**Brano selezionato:**
● ● ● ●

Rispetto, invece, alla disciplina della soglia di sbarramento, di cui all’ articolo 1, comma 30, lettera d)5, il giudice amministrativo ritiene che la possibilità del voto disgiunto sia fonte di irrazionalità e di incoerenza, stravolgendo in maniera non consentita il principio di uguaglianza del voto.

 

4. Accesso alla giustizia costituzionale in materia elettorale.

Nel ritenere sussistenti le condizioni per l’instaurazione del giudizio di costituzionalità ovvero del presupposto per procedere al loro esame, la Corte richiama, in materia di clausole di sbarramento per l’elezione dei membri del Parlamento europeo spettanti all’Italia, la sua recente sentenza n. 110 del 2015, secondo la quale “i profili di legittimità costituzionale di una normativa elettorale «ben possono pervenire al vaglio di questa Corte attraverso l’ordinaria applicazione del meccanismo incidentale, nell’ambito di un giudizio principale promosso a tutela del diritto di voto, passivo o attivo, avente ad oggetto la vicenda elettorale e, in particolare, i suoi risultati”.

Il richiamo a tali “risultati”, conferendo rilevanza alla questione di cui viene investita la Corte, integra pertanto il presupposto per l’accesso alla giustizia costituzionale in materia elettorale.

Siamo di fronte a un tema molto delicato e controverso: nella citata sentenza n. 110 del 2015 la Corte aveva invece negato tale accesso affermando che “al di fuori di una determinata vicenda elettorale nella quale sia dedotta la violazione di uno specifico diritto di voto, non può essere ritenuta ammissibile un’azione con la quale venga richiesto l’accertamento in astratto del contenuto di tale diritto”.

Un pieno accesso alla giustizia costituzionale in materia elettorale era stato, invece, riconosciuto dalla fondamentale sentenza n. 1 del 2014 della Corte, avente per oggetto la legittimità, nella elezione della Camera e del Senato, di un premio di maggioranza svincolato dal superamento di una soglia minima di voti e del sistema delle liste bloccate, ovvero dell’esclusione del voto di preferenza6.

Tale accesso non era infatti assolutamente scontato, dato che esisteva un orientamento consolidato della giurisprudenza costituzionale nel senso della impossibilità di attivare il sindacato incidentale per il tramite di un giudizio principale introdotto da una domanda diretta all’accertamento della lesione di un diritto soggettivo da parte di una legge incostituzionale7.

Anche all’interno della successiva sentenza n. 275 del 2014 relativa all’art. 87, comma 1, lettera h), del decreto del Presidente della Regione autonoma Trentino-Alto Adige/Südtirol 1° febbraio 2005, n. 1/L (Approvazione del testo unico delle leggi regionali sulla composizione ed elezione degli organi delle amministrazioni comunali), l’accesso alla giustizia costituzionale per la dedotta violazione del principio di eguaglianza del voto, di cui all’articolo 48, comma 2 Cost., viene, in assenza di specifiche contestazioni in merito, immediatamente riconosciuto.

● ● ● ●

**Estratto dei dati:**
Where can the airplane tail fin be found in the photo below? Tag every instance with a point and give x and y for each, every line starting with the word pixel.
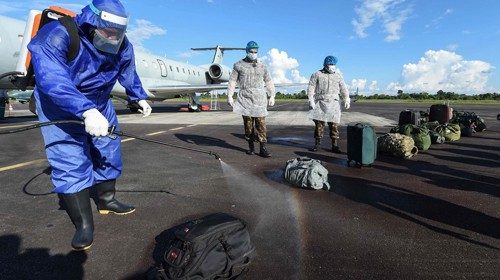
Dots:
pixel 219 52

● ● ● ●

**Obiettivo:** Riformula in modo più conciso il paragrafo del brano selezionato che comincia con «Siamo di fronte a un tema», conservandone i fatti principali.

**Risultato:** Il tema è delicato e controverso. Con la sentenza n. 110 del 2015 la Corte aveva negato tale accesso. Riteneva inammissibile un'azione volta ad accertare in astratto il contenuto del diritto di voto al di fuori di una determinata vicenda elettorale in cui si deduca la violazione di uno specifico diritto di voto.